▶ [What you have to do]
Continue the passage on calcium binding in the collagen-binding domain of clostridial collagenase from the point where it stops.

▶ [Study text]
In the full-length class I collagenase, ColG, CBD is duplicated in the C-terminal region. CBD solved in this study, S3b, is linked to another homologous CBD (S3a) at its N-terminus. It has been found that the tandem CBD–CBD (S3a3b) more efficiently binds to insoluble collagen than does CBD (S3b) alone (Matsushita et al., 2001). Recently, we determined the nucleotide sequences of collagenase genes from six more clostridial species (O.Matsushita, J.J.Wilson, S.-i.Nakamura, S.Miyata, E.Tamai and A.Okabe, manuscript in preparation), including a collagenase from Clostridium sporogenes with a triple CBD repeat. The new calcium-binding motif is almost perfectly conserved among 12 clostridial CBDs, with the only exception being C-terminal tandem CBDs from Clostridium septicum. In the presence of Ca2+, the apparent molecular mass of the ColG tandem CBDs (S3a3b) decreased by >30% versus the apparent molecular mass in the presence of EGTA. The observed change in the size of the protein suggests an associated change in quaternary structure. Therefore, we speculate that the Ca2+ dictates the relative orientation of those domains linked to the CBDs in the class I collagenase and homologous collagenases. Our sequence analyses show that the calcium-binding pattern EXEXN[DN]X(4)AX(15,25) [DNS]XXD, based on homology with other clostridial collagenases, is found in human APOBEC-1 complementation factor as well as a few HSP70 molecules and a NARG protein from Staphylococcus carnosus. The dual calcium-binding motif found in CBD may be involved in domain reorientation in diverse organisms.

▶ [The data]

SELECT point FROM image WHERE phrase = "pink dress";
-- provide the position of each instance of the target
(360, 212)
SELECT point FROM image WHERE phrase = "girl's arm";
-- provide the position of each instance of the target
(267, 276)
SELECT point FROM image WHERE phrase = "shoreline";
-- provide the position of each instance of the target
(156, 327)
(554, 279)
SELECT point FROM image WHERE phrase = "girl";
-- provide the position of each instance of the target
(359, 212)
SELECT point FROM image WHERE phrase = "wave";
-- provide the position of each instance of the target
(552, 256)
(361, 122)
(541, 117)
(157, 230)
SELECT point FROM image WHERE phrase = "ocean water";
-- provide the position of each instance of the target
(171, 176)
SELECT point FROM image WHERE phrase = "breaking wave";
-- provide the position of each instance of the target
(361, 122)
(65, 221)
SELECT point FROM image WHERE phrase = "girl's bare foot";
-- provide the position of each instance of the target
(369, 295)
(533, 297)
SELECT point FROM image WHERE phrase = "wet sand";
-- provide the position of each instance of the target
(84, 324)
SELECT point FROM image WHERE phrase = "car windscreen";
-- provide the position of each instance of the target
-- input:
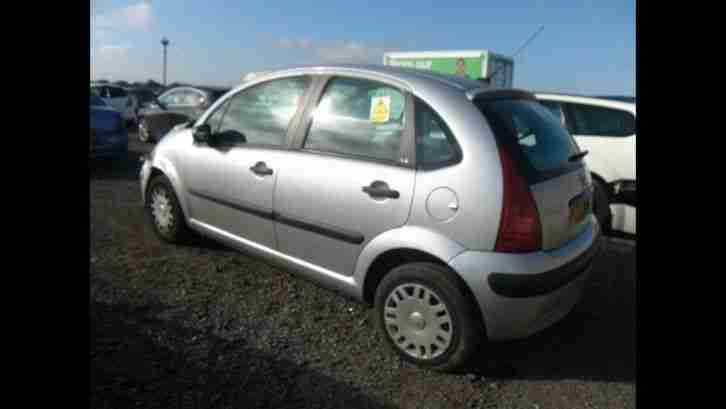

▶ [Result of this exercise]
As a footnote, strong electron density appears near the calcium-binding residues in apo-CBD. Due to the extremely short distances between these peaks and known calcium-binding residues (1.9–2.1 Å), and their near tetrahedral coordination, a monovalent ion such as lithium may be occupying the position. Both mutagenesis studies and structural results support the idea that the calcium-binding residues enable a compact conformation on binding calcium to facilitate the interaction with collagen; however, a small monovalent cation may support a more flexible conformation due to the absence of high order coordination. A competition between divalent and monovalent ions could be controlling the secondary structure of the linker.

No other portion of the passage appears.